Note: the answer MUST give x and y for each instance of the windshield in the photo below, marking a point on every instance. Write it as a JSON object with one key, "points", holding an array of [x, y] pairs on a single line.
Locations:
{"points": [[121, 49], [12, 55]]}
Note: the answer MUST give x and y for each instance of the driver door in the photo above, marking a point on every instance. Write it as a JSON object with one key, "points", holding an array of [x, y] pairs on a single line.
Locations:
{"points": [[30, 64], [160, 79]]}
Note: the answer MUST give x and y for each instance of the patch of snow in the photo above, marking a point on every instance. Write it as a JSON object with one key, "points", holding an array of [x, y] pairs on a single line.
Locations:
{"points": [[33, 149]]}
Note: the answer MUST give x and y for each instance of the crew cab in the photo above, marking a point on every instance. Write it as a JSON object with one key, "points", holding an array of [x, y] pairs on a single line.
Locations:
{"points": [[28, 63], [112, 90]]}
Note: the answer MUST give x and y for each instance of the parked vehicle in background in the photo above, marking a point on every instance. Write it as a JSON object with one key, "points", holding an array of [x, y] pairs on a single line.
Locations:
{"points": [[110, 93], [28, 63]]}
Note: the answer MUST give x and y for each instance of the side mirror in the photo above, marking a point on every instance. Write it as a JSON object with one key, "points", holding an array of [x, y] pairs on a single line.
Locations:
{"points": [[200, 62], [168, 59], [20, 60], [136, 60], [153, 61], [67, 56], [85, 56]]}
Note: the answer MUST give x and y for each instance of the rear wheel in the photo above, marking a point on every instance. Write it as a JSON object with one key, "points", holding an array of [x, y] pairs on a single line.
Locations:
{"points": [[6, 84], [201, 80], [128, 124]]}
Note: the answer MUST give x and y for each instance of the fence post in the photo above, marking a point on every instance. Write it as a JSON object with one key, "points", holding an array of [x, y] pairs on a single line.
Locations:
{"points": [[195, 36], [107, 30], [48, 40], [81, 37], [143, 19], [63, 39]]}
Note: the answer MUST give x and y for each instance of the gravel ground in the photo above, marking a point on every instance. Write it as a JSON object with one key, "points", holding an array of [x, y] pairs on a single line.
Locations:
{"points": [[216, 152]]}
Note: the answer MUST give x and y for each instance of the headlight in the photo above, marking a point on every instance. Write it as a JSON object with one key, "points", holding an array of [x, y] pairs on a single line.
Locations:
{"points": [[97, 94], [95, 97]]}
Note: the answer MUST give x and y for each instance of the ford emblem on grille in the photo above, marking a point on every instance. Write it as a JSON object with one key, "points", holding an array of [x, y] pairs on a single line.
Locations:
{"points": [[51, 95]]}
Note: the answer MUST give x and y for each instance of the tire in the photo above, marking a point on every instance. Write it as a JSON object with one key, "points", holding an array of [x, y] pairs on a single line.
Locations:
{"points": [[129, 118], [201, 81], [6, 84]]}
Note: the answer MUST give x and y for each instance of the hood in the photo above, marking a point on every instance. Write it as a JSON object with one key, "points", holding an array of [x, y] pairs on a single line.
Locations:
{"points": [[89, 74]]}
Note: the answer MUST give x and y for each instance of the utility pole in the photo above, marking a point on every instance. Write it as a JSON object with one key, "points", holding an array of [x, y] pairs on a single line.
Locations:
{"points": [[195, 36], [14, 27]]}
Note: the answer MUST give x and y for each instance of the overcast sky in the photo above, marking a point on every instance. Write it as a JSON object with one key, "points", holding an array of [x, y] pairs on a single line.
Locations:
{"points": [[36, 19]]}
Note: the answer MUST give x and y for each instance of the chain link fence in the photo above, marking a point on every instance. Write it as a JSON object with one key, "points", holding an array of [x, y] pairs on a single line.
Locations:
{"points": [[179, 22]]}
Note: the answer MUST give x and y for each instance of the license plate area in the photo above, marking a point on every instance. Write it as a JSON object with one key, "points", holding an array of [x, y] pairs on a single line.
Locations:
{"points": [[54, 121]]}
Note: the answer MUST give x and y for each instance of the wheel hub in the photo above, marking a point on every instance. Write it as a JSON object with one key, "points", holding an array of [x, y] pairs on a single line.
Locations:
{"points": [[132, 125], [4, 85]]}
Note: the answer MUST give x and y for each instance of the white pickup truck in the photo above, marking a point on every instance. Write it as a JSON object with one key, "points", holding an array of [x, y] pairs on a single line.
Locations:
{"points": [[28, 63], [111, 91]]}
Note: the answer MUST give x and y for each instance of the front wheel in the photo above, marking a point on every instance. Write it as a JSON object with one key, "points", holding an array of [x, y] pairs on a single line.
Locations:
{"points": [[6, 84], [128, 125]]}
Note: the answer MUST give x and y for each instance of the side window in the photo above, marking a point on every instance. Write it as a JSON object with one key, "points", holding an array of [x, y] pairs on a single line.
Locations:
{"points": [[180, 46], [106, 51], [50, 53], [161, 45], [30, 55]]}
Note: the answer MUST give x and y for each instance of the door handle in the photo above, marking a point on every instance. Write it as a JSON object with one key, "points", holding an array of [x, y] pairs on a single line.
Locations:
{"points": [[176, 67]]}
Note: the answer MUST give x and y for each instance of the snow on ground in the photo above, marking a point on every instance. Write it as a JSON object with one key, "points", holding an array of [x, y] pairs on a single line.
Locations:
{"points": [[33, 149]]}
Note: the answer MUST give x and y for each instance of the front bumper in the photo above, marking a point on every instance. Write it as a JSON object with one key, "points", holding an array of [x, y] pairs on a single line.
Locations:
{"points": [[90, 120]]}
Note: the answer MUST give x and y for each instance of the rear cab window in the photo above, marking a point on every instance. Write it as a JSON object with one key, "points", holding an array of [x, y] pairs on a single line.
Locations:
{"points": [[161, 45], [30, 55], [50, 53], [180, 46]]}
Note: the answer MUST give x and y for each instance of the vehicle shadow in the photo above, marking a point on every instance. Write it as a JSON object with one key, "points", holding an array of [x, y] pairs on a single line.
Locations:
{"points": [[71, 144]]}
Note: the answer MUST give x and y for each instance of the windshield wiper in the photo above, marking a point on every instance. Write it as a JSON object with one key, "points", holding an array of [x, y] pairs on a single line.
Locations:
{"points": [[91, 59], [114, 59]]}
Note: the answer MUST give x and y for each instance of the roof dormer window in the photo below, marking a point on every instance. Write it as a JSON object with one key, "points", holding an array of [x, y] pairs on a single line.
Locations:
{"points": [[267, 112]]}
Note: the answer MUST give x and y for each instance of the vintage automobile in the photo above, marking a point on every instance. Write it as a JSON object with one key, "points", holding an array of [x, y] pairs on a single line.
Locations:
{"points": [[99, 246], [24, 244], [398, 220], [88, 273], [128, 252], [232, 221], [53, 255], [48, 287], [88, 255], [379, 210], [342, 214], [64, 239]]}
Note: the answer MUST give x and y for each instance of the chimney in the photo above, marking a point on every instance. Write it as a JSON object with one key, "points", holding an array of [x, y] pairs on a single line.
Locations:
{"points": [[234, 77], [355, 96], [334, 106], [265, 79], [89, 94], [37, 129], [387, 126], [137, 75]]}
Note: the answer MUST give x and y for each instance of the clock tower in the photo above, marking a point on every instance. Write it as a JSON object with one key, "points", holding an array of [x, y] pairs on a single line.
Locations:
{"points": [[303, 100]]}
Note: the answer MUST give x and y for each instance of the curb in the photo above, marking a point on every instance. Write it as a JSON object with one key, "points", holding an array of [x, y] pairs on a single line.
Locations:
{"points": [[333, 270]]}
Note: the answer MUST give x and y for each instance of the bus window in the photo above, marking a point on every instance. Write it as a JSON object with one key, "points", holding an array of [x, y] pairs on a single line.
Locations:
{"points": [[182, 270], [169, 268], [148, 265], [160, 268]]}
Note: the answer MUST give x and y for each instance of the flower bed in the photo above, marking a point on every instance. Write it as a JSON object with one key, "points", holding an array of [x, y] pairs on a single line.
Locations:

□ □ □ □ □ □ □

> [Direction] Using the exact wording, write out all of the records.

> [Correct output]
Note: the answer MUST give x and y for each instance of the windshield in the photo below, marking a point on every instance. Write it as a JSON object with one key, "points", holding an array of [x, y] pairs on a single line.
Locations:
{"points": [[121, 49], [12, 55]]}
Note: the answer MUST give x and y for each instance of the driver door in the photo above, marking a point on every instance. Write it as a JSON object with one key, "points", holding an array of [x, y] pairs on a single line.
Locations:
{"points": [[30, 64], [160, 79]]}
Note: the answer MUST give x and y for each instance of the patch of snow in the photo above, marking a point on every instance. Write it as a JSON object with one key, "points", holding an array of [x, y] pairs on a single line.
Locations:
{"points": [[33, 149]]}
Note: the answer MUST give x and y for each instance of the crew cab in the photo above, marking a point on every instance. Write it as a JSON object with one key, "points", holding an array of [x, y] pairs on a single line.
Locations:
{"points": [[28, 63], [112, 90]]}
Note: the answer MUST give x and y for each instance of the parked vehicle in background in the photo above, marking a point on every instance. Write it as a JSON object with one key, "points", holding an array of [x, y] pairs on a single line.
Locations:
{"points": [[110, 93], [28, 63]]}
Note: the answer MUST give x and y for each instance of the side mirror in the photo above, marking a point on every instance. Write it as a JSON object with one key, "points", holding an array of [x, y] pairs on a single line.
Locations:
{"points": [[200, 62], [168, 59], [20, 60], [136, 60], [153, 61], [67, 56], [85, 56]]}
Note: the answer MUST give x and y for each instance of the rear wheel in the photo above, marking a point on every instance. Write it as a JSON object with one key, "points", holding an array of [x, y] pairs on a single line.
Locations:
{"points": [[6, 84], [201, 80], [128, 124]]}
Note: the answer MUST give x and y for each instance of the fence post in the photo above, marking a point on every instance. Write it as a JSON object with one key, "points", holding an array of [x, y] pairs on a single line.
Locations:
{"points": [[195, 36], [107, 30], [48, 40], [81, 37], [143, 19], [63, 39]]}
Note: the answer MUST give x and y for each instance of the gravel ground in the photo above, marking a point on every instance. Write it as a JSON object with one key, "points", holding an array of [x, y] pairs on a single line.
Locations:
{"points": [[216, 152]]}
Note: the answer MUST give x and y for each instance of the headlight in the photo above, marking a point on every instance. Write it as a JSON object with one key, "points", holding an array of [x, y] pairs on a single line.
Locations:
{"points": [[97, 94], [95, 97]]}
Note: the answer MUST give x and y for each instance of the ford emblem on grille in the photo above, marking a point on every instance. Write it as a JSON object with one key, "points", holding an array of [x, y] pairs on a single line.
Locations:
{"points": [[51, 95]]}
Note: the answer MUST give x and y for each instance of the tire in the photo above, marking a point on every instance. Write it as a JSON object with one key, "points", holding an array of [x, y] pairs on a single line.
Locations:
{"points": [[129, 118], [201, 81], [6, 84]]}
Note: the answer MUST give x and y for each instance of the hood in the photo above, marking a point on every instance. Write it as a JSON object with one key, "points", holding an array of [x, y] pairs on a single line.
Locations:
{"points": [[89, 74]]}
Note: the answer MUST give x and y for each instance of the utility pole in the photo above, marking a point on every instance. Write it as a JSON object with one key, "points", holding an array of [x, y] pairs on a single line.
Locations:
{"points": [[195, 36], [14, 27]]}
Note: the answer MUST give x and y for each instance of the overcast sky in the photo above, marking a point on every instance. Write it as a JSON object with one key, "points", holding an array of [x, y] pairs on a single line.
Locations:
{"points": [[36, 19]]}
Note: the answer MUST give x and y for each instance of the chain link fence in the photo above, marking a point on every instance. Write it as a JSON object with one key, "points", holding an array of [x, y] pairs on a single line.
Locations:
{"points": [[179, 22]]}
Note: the answer MUST give x and y for each instance of the license plate area in the photo above, marking a point on every instance. Write it as a JSON object with one key, "points", holding an array of [x, y] pairs on a single line.
Locations:
{"points": [[54, 121]]}
Note: the answer MUST give x and y for each instance of the wheel hub in the photo above, marking a point on every instance. Write it as a JSON object with one key, "points", holding an array of [x, y] pairs on a single line.
Locations:
{"points": [[132, 125], [4, 85]]}
Note: the answer MUST give x and y for each instance of the white pickup truck in the photo above, marking a point on every instance. Write it as a JSON object with one key, "points", holding an array of [x, y] pairs on a single line.
Locations:
{"points": [[28, 63], [111, 91]]}
Note: the answer MUST give x and y for each instance of the front wheel in the photo above, marking a point on every instance. Write it as a JSON object with one key, "points", holding an array of [x, y] pairs on a single line.
Locations:
{"points": [[6, 84], [128, 125]]}
Note: the answer MUST give x and y for each instance of the side window in the photo above, marking a point on every instance. Write it as a JSON object with one key, "points", holding an array of [x, y] pairs on a single line.
Locations:
{"points": [[180, 46], [106, 51], [50, 53], [161, 45], [30, 55]]}
Note: the answer MUST give x and y for each instance of the door handle in the photo above, marking a point on every instance. Write it as a JSON object with one key, "points", holding an array of [x, y] pairs on a single line.
Locations:
{"points": [[176, 67]]}
Note: the answer MUST give x and y for each instance of the snow on ground in the photo above, marking a point on every instance. Write it as a JSON object with one key, "points", holding an array of [x, y] pairs on a single line.
Locations:
{"points": [[33, 149]]}
Note: the answer MUST give x and y for each instance of the front bumper in the photo above, marking a point on every instance. Write it as a JSON object with one key, "points", holding an array of [x, y] pairs on a single line.
Locations:
{"points": [[90, 120]]}
Note: the answer MUST give x and y for each instance of the rear cab window in the photo above, marking a point on every instance. Write it as a JSON object with one key, "points", holding an array of [x, y] pairs on a single line.
Locations:
{"points": [[161, 45], [30, 55], [50, 53], [180, 46]]}
Note: the answer MUST give x and y for each instance of the vehicle shadow in the photo above, marking a point on every instance. Write it as a JSON object with one key, "points", holding an array of [x, y] pairs on a single line.
Locations:
{"points": [[71, 144]]}
Note: the answer MUST give x and y for each instance of the windshield wiper in the photo above, marking a point on every instance. Write it as a JSON object with one key, "points", holding an array of [x, y] pairs on a single line.
Locations:
{"points": [[91, 59], [114, 59]]}
Note: the answer MUST give x and y for each instance of the roof dormer window in the photo below, marking a point on every instance. Write it as a JSON object with one key, "points", holding an array of [x, y] pairs on a single line.
Locations:
{"points": [[267, 112]]}
Note: the answer MUST give x and y for each instance of the vintage automobile in the photo above, marking a point on every instance. Write it as a JSON object with one key, "points", holding an array of [x, y] pairs on a single line.
Locations:
{"points": [[99, 246], [24, 244], [398, 220], [88, 273], [128, 252], [232, 221], [53, 255], [48, 287], [88, 255], [379, 210], [342, 214], [64, 239]]}
Note: the answer MUST give x and y for each instance of the chimney in the photo above, marking a point on every instance. Write it as a JSON object with one key, "points", holding an array of [x, y] pairs on a single line.
Locations:
{"points": [[234, 77], [355, 96], [334, 106], [265, 79], [89, 94], [37, 129], [387, 126], [137, 75]]}
Note: the answer MUST give x and y for each instance of the clock tower in the photo above, marking a point on every instance. Write it as a JSON object with one key, "points", holding an array of [x, y] pairs on a single line.
Locations:
{"points": [[303, 100]]}
Note: the answer MUST give x and y for each instance of the curb in the photo above, marking a point on every instance. Write it as a JSON object with one key, "points", holding an array of [x, y] pairs on a single line.
Locations:
{"points": [[333, 270]]}
Note: the answer MUST give x and y for each instance of the bus window in the photo above, marking a point on every instance. Write it as a JSON object with one key, "points", holding an array of [x, y] pairs on a single line.
Locations:
{"points": [[182, 270], [169, 268], [148, 265], [160, 268]]}
Note: the answer MUST give x and y for each instance of the flower bed in the photo above, marking a point on every instance. Write it as a JSON object with one key, "points", holding an array of [x, y] pairs on a single line.
Locations:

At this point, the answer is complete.